* WORK TO DO
Reproduce every line of the data below verbatim, without any alteration.

* DATASET ROWS
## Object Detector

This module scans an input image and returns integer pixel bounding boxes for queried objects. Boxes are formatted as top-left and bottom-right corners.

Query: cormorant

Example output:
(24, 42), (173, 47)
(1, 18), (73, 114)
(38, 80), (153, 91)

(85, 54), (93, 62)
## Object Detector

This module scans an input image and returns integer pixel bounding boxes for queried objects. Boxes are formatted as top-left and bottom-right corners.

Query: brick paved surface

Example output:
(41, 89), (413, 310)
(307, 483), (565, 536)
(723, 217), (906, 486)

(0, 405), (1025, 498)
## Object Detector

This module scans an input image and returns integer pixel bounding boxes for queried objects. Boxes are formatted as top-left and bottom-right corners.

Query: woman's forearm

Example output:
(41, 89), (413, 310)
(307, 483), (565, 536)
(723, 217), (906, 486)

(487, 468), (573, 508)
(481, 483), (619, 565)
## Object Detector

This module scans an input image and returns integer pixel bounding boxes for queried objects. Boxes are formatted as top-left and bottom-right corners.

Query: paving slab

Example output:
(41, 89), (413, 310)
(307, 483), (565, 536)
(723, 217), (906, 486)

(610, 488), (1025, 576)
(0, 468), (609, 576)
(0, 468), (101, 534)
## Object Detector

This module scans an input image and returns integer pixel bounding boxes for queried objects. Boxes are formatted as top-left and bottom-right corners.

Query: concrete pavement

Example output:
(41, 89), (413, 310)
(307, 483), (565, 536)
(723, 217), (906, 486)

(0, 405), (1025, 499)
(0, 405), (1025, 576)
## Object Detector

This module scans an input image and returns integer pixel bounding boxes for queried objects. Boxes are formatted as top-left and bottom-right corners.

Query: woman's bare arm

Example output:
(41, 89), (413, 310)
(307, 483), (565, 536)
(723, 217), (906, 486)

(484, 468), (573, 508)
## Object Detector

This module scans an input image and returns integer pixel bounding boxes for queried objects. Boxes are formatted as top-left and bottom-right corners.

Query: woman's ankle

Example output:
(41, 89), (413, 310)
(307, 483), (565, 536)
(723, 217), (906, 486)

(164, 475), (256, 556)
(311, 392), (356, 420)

* RESULT
## Object Detector

This module scans an input image and returns integer pixel bounding boxes for queried objects. Boxes are formatted as top-left and bottom-right corners.

Query: cormorant

Example output:
(24, 42), (173, 47)
(1, 18), (73, 114)
(38, 80), (153, 91)

(85, 54), (93, 62)
## Object Detector

This module scans an input image and returns integer pixel bounding boxes for queried objects. Boxes are formatted as top-left and bottom-right corners.

Query: brick paved surface

Example output:
(41, 89), (413, 310)
(307, 483), (565, 536)
(723, 217), (906, 486)

(0, 405), (1025, 498)
## Object Detector

This module scans an input image and returns integer pixel bounding boxes for queried objects. Boxes are formatted as top-left and bottom-right corners.

Query: woman's forearm

Example output:
(41, 89), (413, 310)
(307, 483), (565, 536)
(723, 217), (906, 486)

(487, 468), (573, 508)
(481, 483), (619, 565)
## Object Detector

This module scans an input image and returns integer pixel bounding boxes for queried objects. Boxes are formatted as top-left and bottom-right corners.

Query: paving slab

Example output:
(41, 89), (413, 310)
(307, 483), (565, 536)
(723, 217), (906, 486)

(610, 488), (1025, 576)
(0, 468), (609, 576)
(0, 468), (101, 534)
## Object Detector

This module scans an input image and returns integer pixel bounding boxes for queried objects. Boxes are formatted as top-left and bottom-right corners.

Query: concrete pavement

Example output:
(41, 89), (413, 310)
(307, 483), (565, 536)
(723, 217), (906, 486)

(0, 405), (1025, 499)
(0, 405), (1025, 576)
## Object Detector

This module scans an input image and returns integer pixel bounding boxes for queried objects. Boxes are formatted as top-left and bottom-right corners.

Query: woman's bare arm

Example output:
(41, 89), (413, 310)
(307, 483), (565, 536)
(723, 217), (906, 486)

(484, 468), (573, 508)
## Object Detector

This module scans an input image and returns integer pixel bounding boxes for queried objects. Boxes are formatted as top-left and bottom-right corners.

Query: woman's ankle

Example output:
(41, 89), (413, 310)
(307, 483), (565, 536)
(723, 217), (906, 486)

(164, 475), (256, 556)
(311, 392), (356, 420)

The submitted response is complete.